• DIRECTION
Return every line of these records unchanged.

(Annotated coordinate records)
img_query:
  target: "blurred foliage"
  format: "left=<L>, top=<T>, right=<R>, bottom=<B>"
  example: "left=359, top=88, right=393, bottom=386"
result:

• WORKED SOLUTION
img_query:
  target: "blurred foliage"
  format: "left=<L>, top=<T>, right=<R>, bottom=<B>"
  example: "left=359, top=88, right=393, bottom=386"
result:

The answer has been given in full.